_INSTRUCTIONS FOR THE TASK_
The text of every record, exactly as given and with no pictures, should be your output.

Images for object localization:
-*-

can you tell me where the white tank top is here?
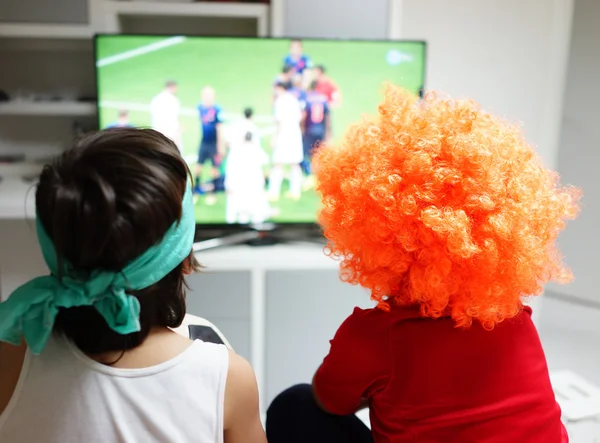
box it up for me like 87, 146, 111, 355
0, 335, 229, 443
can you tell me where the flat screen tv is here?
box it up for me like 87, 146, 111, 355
95, 35, 426, 229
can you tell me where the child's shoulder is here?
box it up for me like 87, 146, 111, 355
347, 304, 423, 323
339, 305, 423, 339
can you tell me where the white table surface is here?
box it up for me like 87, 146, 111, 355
195, 242, 340, 271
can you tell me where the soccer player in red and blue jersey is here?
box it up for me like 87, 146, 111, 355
301, 81, 331, 179
106, 109, 133, 128
283, 39, 312, 77
290, 75, 307, 110
313, 65, 341, 108
195, 86, 224, 205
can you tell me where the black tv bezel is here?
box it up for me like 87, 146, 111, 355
93, 34, 427, 233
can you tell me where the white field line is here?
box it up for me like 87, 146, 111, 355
99, 100, 276, 125
96, 36, 186, 67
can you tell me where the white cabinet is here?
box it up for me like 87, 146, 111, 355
190, 243, 372, 414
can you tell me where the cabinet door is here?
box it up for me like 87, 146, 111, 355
265, 269, 373, 406
186, 271, 252, 360
116, 16, 260, 37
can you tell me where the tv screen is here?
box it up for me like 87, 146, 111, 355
95, 35, 426, 226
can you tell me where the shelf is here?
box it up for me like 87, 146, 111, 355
103, 0, 269, 18
0, 179, 35, 219
0, 23, 93, 39
0, 101, 96, 117
0, 163, 44, 178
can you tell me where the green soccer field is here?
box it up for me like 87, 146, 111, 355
96, 36, 426, 224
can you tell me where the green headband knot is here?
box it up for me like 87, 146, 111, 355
0, 183, 195, 354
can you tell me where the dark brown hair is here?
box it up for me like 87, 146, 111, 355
36, 128, 200, 355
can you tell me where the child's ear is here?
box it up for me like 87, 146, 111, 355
182, 257, 193, 275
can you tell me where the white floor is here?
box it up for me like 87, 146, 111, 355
537, 295, 600, 442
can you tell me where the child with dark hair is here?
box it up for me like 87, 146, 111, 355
0, 128, 266, 443
266, 86, 580, 443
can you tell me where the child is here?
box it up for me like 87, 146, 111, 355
0, 128, 266, 443
225, 128, 270, 224
266, 86, 580, 442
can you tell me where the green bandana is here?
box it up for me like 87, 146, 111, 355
0, 183, 195, 354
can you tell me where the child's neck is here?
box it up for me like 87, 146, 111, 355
89, 327, 192, 369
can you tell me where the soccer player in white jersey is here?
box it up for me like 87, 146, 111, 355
225, 108, 272, 224
268, 82, 304, 201
149, 80, 183, 151
225, 131, 270, 224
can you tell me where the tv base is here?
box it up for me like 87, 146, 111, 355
193, 226, 326, 252
193, 231, 262, 252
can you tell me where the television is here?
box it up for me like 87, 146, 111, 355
94, 35, 426, 232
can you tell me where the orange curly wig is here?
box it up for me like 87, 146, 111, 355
314, 85, 581, 329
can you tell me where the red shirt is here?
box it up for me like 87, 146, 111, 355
314, 306, 567, 443
315, 79, 338, 104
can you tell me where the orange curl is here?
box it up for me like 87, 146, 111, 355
314, 85, 581, 329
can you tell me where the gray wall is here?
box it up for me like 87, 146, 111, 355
0, 220, 46, 301
553, 0, 600, 304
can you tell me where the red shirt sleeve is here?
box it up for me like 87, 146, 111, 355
313, 307, 391, 415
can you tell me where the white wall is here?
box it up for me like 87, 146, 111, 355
553, 0, 600, 303
400, 0, 598, 305
399, 0, 576, 317
400, 0, 572, 170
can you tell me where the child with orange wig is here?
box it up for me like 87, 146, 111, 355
266, 86, 580, 443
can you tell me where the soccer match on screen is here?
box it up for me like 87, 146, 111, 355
95, 36, 426, 225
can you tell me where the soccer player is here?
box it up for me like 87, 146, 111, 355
313, 65, 342, 108
236, 107, 261, 145
283, 39, 312, 77
149, 80, 182, 151
290, 75, 307, 110
272, 65, 295, 103
301, 81, 331, 183
106, 109, 133, 128
195, 86, 224, 206
268, 82, 304, 201
225, 129, 271, 225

-*-

_EXERCISE RESPONSE_
can you tell me where the white tank top is here?
box it up for me like 87, 146, 111, 355
0, 335, 229, 443
can you tell me where the flat screen tv is here?
box it up for me like 87, 146, 111, 355
95, 35, 426, 229
can you tell me where the child's shoulder is here?
box it up for me like 87, 146, 111, 355
347, 304, 423, 323
339, 305, 423, 339
can you tell me where the white table surface is here?
box it up for me like 87, 146, 111, 355
195, 242, 340, 271
can you tell me where the soccer player in red and blue jersey is here?
box it up for me like 87, 146, 111, 355
301, 81, 331, 179
106, 109, 133, 128
283, 39, 312, 77
290, 75, 307, 110
313, 65, 341, 108
195, 86, 224, 205
can you tell me where the black tv bezel is here?
box it up for me like 87, 146, 111, 355
93, 34, 427, 233
can you tell me where the white field line is here?
box it up for me like 87, 146, 111, 355
99, 100, 276, 125
96, 36, 186, 67
can you tell me where the white cabinet is here?
box it up for me like 87, 146, 111, 355
190, 243, 372, 414
can you tell me where the cabinet door is here?
box it up for me like 87, 146, 111, 355
265, 269, 373, 406
186, 271, 252, 360
116, 16, 260, 37
can you tell me where the tv screen is here?
box it up for me like 87, 146, 111, 355
95, 35, 426, 226
can you tell me where the shelf is here?
box it up for me like 87, 146, 111, 355
103, 0, 269, 18
0, 179, 35, 219
0, 23, 93, 39
0, 101, 96, 117
0, 163, 44, 178
can you tell me where the green soccer field is here?
box it up for me like 87, 146, 111, 355
96, 36, 426, 224
can you tell me where the green headband knot is here?
box it up for me like 87, 146, 111, 355
0, 183, 195, 354
can you tell me where the dark brown hair is here?
box it up for me like 87, 146, 111, 355
36, 128, 200, 355
can you tell me where the child's ear is here?
box it up for me like 87, 146, 111, 355
182, 257, 193, 275
can you tell me where the white floor is here?
box it up for me like 87, 146, 111, 355
537, 295, 600, 442
can you tell me where the child with dark hair is here?
box it up for me like 87, 146, 111, 355
0, 128, 266, 443
266, 86, 580, 443
can you tell me where the child is here?
box it up for me like 87, 146, 111, 355
0, 128, 266, 443
225, 128, 270, 224
266, 86, 580, 442
can you tell me where the green bandana is here?
box it up for me like 87, 146, 111, 355
0, 183, 195, 354
can you tell me where the child's neck is here?
box it up for me like 87, 146, 111, 355
89, 327, 192, 369
can you tell me where the soccer player in white jersey is here?
box it up for me like 87, 146, 111, 355
225, 108, 272, 224
268, 82, 304, 201
149, 80, 183, 151
225, 131, 270, 224
can you tell me where the tv base is here?
box it up for me like 87, 146, 111, 355
193, 226, 326, 252
193, 231, 262, 252
can you tell me where the television is here?
box it up for me like 87, 146, 111, 355
94, 35, 426, 232
can you tell me where the orange curly wig is here?
box it up for me like 87, 146, 111, 355
314, 85, 581, 329
can you tell me where the red shirt is here?
box it up for me like 87, 146, 111, 355
314, 306, 567, 443
315, 79, 338, 104
can you tell me where the orange curl is here?
box it up for me like 87, 146, 111, 355
314, 85, 581, 329
can you tell me where the gray wall is here?
box it up for me like 87, 146, 111, 355
0, 220, 46, 301
553, 0, 600, 304
can you tell me where the red shirt sleeve is here?
box it up for me like 87, 146, 111, 355
313, 307, 391, 415
can you tell me where the white wall is here?
box it up for me like 87, 146, 111, 355
553, 0, 600, 303
400, 0, 598, 305
399, 0, 576, 317
400, 0, 572, 170
can you tell me where the child with orange wig is here?
box it up for me like 87, 146, 111, 355
266, 86, 580, 443
can you tell me where the soccer match on screen is here?
box it up for me like 87, 146, 111, 355
95, 36, 426, 225
can you tell me where the soccer player is here?
box it up for me like 87, 146, 111, 355
313, 65, 342, 108
236, 107, 261, 145
283, 39, 312, 77
149, 80, 182, 151
290, 75, 307, 110
272, 65, 295, 103
301, 81, 331, 183
106, 109, 133, 128
195, 86, 224, 206
268, 82, 304, 201
225, 129, 271, 225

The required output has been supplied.